* _EXERCISE DETAILS_: Return every line of the records below unchanged, character for character.

* _RECORDS FOR THE EXERCISE_:
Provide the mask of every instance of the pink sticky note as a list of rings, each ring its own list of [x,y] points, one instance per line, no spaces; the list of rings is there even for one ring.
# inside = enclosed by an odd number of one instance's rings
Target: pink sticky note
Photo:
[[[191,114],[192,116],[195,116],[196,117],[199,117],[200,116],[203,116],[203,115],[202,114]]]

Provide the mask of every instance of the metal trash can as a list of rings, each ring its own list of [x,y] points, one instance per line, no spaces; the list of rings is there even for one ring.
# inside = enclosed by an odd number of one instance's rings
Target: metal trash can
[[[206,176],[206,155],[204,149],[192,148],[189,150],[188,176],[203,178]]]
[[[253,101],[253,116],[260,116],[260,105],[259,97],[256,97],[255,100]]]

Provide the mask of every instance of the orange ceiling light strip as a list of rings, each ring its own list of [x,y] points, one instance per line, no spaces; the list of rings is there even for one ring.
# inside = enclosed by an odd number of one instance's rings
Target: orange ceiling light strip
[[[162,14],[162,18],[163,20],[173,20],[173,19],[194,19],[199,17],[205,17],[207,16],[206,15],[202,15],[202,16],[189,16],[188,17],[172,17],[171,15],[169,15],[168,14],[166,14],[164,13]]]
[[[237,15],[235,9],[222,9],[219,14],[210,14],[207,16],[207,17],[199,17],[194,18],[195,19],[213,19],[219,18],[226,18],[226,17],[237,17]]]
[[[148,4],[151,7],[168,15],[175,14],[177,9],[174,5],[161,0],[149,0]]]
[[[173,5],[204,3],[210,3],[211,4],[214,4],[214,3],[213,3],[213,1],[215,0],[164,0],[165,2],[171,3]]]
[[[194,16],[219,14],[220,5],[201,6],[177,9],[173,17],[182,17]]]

* _REPLY TO THE TASK_:
Provide the mask of every instance of the pink sticky note as a list of rings, each ring its own list of [x,y] points, one instance per line, no spaces; the list of rings is there even for one ring.
# inside = enclosed by an odd number of one instance's rings
Target: pink sticky note
Photo:
[[[191,114],[192,116],[195,116],[196,117],[199,117],[200,116],[203,116],[203,115],[202,114]]]

Provide the mask of every instance of the metal trash can as a list of rings, each ring its own list of [x,y] points, one instance per line, no spaces; the list of rings is there even for one ring.
# inside = enclosed by an odd number of one instance's rings
Target: metal trash can
[[[206,176],[206,155],[204,149],[192,148],[189,150],[188,176],[203,178]]]
[[[253,101],[253,116],[260,116],[260,105],[259,97],[256,97],[255,100]]]

Provide the mask of every instance of the orange ceiling light strip as a list of rings, each ring its own list of [x,y] points, one instance per line, no spaces; the list of rings is there even for one ring.
# inside = enclosed by an odd number of one instance's rings
Target: orange ceiling light strip
[[[162,14],[162,18],[163,20],[173,20],[173,19],[194,19],[199,17],[205,17],[207,16],[206,15],[202,15],[202,16],[189,16],[188,17],[172,17],[171,15],[169,15],[168,14],[166,14],[164,13]]]
[[[237,15],[235,9],[222,9],[219,14],[210,14],[207,16],[207,17],[199,17],[194,18],[195,19],[213,19],[219,18],[226,18],[226,17],[237,17]]]
[[[148,4],[151,7],[168,15],[175,14],[177,9],[174,5],[161,0],[149,0]]]
[[[173,5],[204,3],[210,3],[211,4],[214,4],[214,3],[213,3],[213,1],[215,0],[164,0],[165,2],[171,3]]]
[[[194,16],[219,14],[220,5],[201,6],[177,9],[173,17],[182,17]]]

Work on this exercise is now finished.